WRITTEN INSTRUCTION: Set down the full listing exactly as given. Any pictures are to be left out.
□ □ □ □ □
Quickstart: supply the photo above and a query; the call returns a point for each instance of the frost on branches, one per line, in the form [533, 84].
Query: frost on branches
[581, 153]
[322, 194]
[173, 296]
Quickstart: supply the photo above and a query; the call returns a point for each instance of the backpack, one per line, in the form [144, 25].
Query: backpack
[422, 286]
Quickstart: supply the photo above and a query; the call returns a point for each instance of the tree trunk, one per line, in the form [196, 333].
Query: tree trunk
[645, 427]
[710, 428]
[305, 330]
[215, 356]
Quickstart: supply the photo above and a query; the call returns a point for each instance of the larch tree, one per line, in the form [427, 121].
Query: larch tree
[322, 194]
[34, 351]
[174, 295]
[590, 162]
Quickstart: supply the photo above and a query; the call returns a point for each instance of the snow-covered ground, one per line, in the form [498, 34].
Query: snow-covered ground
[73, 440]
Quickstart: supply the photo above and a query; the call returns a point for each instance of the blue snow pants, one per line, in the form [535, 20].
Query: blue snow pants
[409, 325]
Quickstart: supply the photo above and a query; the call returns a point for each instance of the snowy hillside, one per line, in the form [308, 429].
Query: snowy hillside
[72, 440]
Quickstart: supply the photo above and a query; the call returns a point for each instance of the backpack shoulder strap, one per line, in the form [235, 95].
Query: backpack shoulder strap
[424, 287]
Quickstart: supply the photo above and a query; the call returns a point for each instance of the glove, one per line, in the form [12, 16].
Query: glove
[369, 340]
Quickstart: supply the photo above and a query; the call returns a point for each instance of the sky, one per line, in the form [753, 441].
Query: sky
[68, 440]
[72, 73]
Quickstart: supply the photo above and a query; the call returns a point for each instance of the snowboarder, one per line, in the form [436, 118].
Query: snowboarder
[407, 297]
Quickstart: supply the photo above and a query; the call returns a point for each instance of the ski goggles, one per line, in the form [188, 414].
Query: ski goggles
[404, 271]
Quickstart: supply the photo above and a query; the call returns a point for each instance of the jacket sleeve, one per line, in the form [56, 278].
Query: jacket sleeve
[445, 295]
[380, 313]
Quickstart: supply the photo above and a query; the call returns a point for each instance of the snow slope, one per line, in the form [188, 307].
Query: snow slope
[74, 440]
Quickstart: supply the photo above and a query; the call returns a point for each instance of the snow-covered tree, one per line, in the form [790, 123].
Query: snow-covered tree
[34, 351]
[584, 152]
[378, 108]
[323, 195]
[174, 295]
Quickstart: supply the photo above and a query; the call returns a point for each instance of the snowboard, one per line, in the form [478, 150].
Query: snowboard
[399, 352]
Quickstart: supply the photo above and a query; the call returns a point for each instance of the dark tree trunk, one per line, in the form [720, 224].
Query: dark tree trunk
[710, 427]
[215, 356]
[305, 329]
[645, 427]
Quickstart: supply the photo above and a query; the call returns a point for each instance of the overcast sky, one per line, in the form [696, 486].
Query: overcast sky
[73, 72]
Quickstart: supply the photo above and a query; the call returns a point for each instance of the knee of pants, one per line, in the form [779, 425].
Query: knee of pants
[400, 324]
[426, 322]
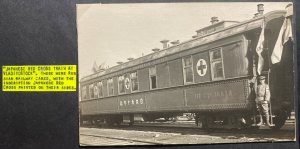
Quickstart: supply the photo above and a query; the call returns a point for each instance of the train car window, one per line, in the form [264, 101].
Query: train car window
[134, 81]
[95, 91]
[91, 91]
[110, 87]
[152, 76]
[100, 89]
[217, 68]
[121, 84]
[84, 93]
[188, 70]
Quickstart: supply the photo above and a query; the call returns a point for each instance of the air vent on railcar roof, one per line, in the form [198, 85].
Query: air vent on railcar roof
[165, 43]
[260, 10]
[155, 49]
[130, 58]
[175, 42]
[215, 26]
[119, 63]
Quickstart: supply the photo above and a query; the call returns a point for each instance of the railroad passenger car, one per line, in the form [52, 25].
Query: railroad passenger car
[212, 75]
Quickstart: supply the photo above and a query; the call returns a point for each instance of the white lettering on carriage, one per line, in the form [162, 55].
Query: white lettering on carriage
□ □ □ □ □
TASK SOLUTION:
Quickstart: supply the photo above and a query; the call returns a point for each instance of the frost on branches, one per line, in the form [533, 84].
Query: frost on branches
[581, 153]
[322, 194]
[173, 296]
Quickstart: supply the photo above and a query; the call returns a point for each instance of the backpack, one per line, in the form [144, 25].
Query: backpack
[422, 286]
Quickstart: supply the photo above and a query; the call returns a point for each instance of the tree trunk, one per line, in the form [196, 333].
Query: tree trunk
[645, 427]
[710, 428]
[305, 330]
[215, 356]
Quickstart: supply the photo above and a query; the call returns a point for each instance of the larch tree, one per line, in the form [427, 121].
Query: larch tree
[322, 194]
[34, 351]
[174, 295]
[590, 162]
Quickstart: supply the photo above and a query; the call returns a point for each instance of the snow-covered ground, one per line, in the form [498, 34].
Query: snow-covered ground
[73, 440]
Quickstart: supply the photo above and a query; the call returns a point for each instance of the blue snow pants, one per line, in the form [535, 20].
Query: blue snow pants
[409, 325]
Quickstart: supply the photo above and a query; the call returns a point for each instance of the snowy hillside, one per line, in the form [308, 429].
Query: snowy hillside
[72, 440]
Quickstart: supply the photo above and a query; the call returns a point for each instance of the backpack shoulder strap, one per line, in the form [235, 95].
Query: backpack shoulder strap
[424, 287]
Quickstart: supply the photo above and a query; the call returns a point for each instance of the glove, one per line, in the form [12, 16].
Query: glove
[369, 340]
Quickstart: supply the photo above and a query; the call returns a point for each instance of the sky, one per line, in the form [753, 441].
Query: sky
[68, 440]
[72, 73]
Quickstart: supply the photo above and a query; the call returns a point for each instance of the snowboarder, one per line, in the form [436, 118].
Query: snowboarder
[407, 297]
Quickstart: supply the photo above and a query; the call returns a point for each instance of the ski goggles, one per line, in the form [188, 414].
Query: ski goggles
[404, 271]
Quickstart: supply the photo above and a query; the call returns a point for each instance of the jacket sleeve, one per line, in the form [56, 278].
Query: jacket sleeve
[445, 295]
[380, 313]
Quickstart: supply the photo above and a query; the call returns a point for each instance of the snow slope, one per line, in the form [188, 307].
Query: snow slope
[74, 440]
Quickstart: supply the photo above and a query; the call returns a point for each instance of the snow-covered tree, one per line, in the form [790, 123].
Query: snow-covered tree
[34, 351]
[584, 152]
[378, 108]
[323, 195]
[174, 295]
Quickstart: supply the photo above and a query; the call returns a point for each instance of the snowboard, one per line, in the form [478, 150].
Query: snowboard
[399, 352]
Quickstart: supply the photo above and a query; the call returns a point for each instance of the dark tree trunk, one per line, in the form [720, 224].
Query: dark tree trunk
[710, 427]
[215, 356]
[305, 329]
[645, 427]
Quickstart: supply the photo above and a query; the call returns a point for each instance of the overcast sky, one per line, in the form [696, 486].
Query: overcast sky
[73, 72]
Quickstart: supply the photo above and a query; the call returns a point for each instance of the knee of pants, one per line, in the form [779, 425].
Query: knee of pants
[400, 324]
[426, 322]
Quickstart: supply the photo above and a query; the call returns a point for each instance of the train car window, one per line, in the form [264, 101].
Query: train car window
[134, 81]
[95, 91]
[91, 91]
[110, 87]
[152, 76]
[100, 89]
[217, 68]
[121, 84]
[84, 93]
[188, 70]
Quickstart: supply the photo above and a query; the call returns a point for each instance of the air vent on railcar roof, one per line, in the form [198, 85].
Query: air vent on railcar roof
[165, 43]
[260, 10]
[155, 49]
[130, 58]
[175, 42]
[215, 26]
[119, 63]
Quickstart: supply the photo above and a query; the call returns a point for each instance of the railroad passenger car, one per line, in the form [52, 25].
Query: railroad passenger car
[212, 75]
Quickstart: supply the photo above and a query; the call returns a point for each instance of the white lettering on carriage, one per line, in the form [162, 55].
Query: white lettering on carriage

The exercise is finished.